What you will do -> All of the material must be duplicated exactly, line by line.

Entries provided ->
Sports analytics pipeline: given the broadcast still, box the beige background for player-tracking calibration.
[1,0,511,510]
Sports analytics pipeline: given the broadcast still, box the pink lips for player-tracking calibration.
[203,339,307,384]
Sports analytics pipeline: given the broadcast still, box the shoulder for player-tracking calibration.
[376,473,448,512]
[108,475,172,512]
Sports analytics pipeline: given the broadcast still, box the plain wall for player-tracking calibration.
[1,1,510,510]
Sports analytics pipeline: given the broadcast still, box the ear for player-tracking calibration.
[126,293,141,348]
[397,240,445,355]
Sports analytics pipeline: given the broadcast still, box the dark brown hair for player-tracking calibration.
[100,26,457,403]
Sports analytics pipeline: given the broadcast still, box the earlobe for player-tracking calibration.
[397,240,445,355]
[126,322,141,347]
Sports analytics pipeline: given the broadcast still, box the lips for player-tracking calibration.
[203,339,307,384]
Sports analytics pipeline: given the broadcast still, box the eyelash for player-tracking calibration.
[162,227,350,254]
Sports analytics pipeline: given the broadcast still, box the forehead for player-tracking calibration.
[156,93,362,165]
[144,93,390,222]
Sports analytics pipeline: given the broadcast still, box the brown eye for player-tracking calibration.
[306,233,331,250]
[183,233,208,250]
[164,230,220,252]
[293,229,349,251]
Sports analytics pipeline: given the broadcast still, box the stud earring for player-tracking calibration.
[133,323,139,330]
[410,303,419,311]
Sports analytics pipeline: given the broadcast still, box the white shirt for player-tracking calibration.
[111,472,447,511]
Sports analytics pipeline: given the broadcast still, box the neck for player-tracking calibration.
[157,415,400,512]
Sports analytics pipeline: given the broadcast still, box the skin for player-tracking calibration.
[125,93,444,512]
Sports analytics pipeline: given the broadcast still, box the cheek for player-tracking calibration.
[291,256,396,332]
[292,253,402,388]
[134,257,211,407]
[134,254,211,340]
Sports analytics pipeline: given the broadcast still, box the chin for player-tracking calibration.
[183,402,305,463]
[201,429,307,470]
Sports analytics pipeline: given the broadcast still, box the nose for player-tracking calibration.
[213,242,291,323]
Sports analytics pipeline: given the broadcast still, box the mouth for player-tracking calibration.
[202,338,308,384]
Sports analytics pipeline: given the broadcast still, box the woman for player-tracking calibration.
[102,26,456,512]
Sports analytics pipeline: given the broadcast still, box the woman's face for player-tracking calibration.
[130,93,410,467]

The answer ->
Sports analytics pipeline: given the broadcast still, box the beige background for player-tracking calibration.
[1,0,511,510]
Sports analytics pipeline: given the broadcast still, box the pink lips for player-tracking calibration.
[203,339,307,384]
Sports analytics pipeline: given the broadcast still, box the shoulder for player-tracking calibration.
[376,473,448,512]
[108,475,172,512]
Sports analytics pipeline: given the broadcast still, box the plain wall for player-tracking calibration.
[1,1,510,510]
Sports analytics pipeline: given the broadcast still, box the ear for player-tracking calibration.
[126,293,141,348]
[397,240,445,355]
Sports analytics pipeline: given the broadcast still, box the dark brown hair for player-tracking calibration.
[100,26,457,403]
Sports analytics pipeline: given the broadcast still, box the earlobe for player-tracking calibration.
[397,240,445,355]
[126,322,141,347]
Sports analytics pipeline: given the broadcast still, box the lips for player-tracking calibration.
[203,339,307,384]
Sports analytics pipeline: given the broadcast still, box the eyelash for player-tracking calibration.
[162,227,350,254]
Sports analytics pipeline: given the broadcast still, box the forehead for player-tracking calibration.
[156,93,362,165]
[144,93,390,222]
Sports analytics pipeline: given the broadcast still, box the brown eye for player-tracking calibration.
[306,233,331,250]
[183,233,208,250]
[164,230,220,252]
[293,229,349,251]
Sports analytics pipeline: given the broadcast still, box the stud earring for player-tracking calibration.
[133,323,139,330]
[410,303,419,311]
Sports analytics pipeline: given the broadcast still, box the white shirt for player-tracking calibration.
[111,472,447,511]
Sports analytics pipeline: given the broadcast still, box the neck for player-tracking calibration.
[157,415,400,512]
Sports analytics pipeline: given the broadcast still, box the skin for player-tracking calibration.
[125,93,444,512]
Sports analytics pipeline: given the broadcast still, box the cheek for player-tracking calibration.
[291,256,396,332]
[292,253,402,388]
[134,257,211,407]
[134,254,211,340]
Sports analytics pipeline: given the broadcast still, box the chin for player-tracking calibration.
[183,402,305,463]
[201,429,307,470]
Sports analytics pipeline: given the broadcast still, box the nose for player-tracking calibration.
[213,242,291,323]
Sports analytics pipeline: given the broadcast still, box the mouth for player-tracking calibration.
[202,338,308,384]
Sports analytics pipeline: given the broadcast still, box the woman for player-tracking calibration.
[102,26,456,512]
Sports analytics pipeline: given the broadcast still, box the woman's face for player-tracking calibration.
[130,93,410,467]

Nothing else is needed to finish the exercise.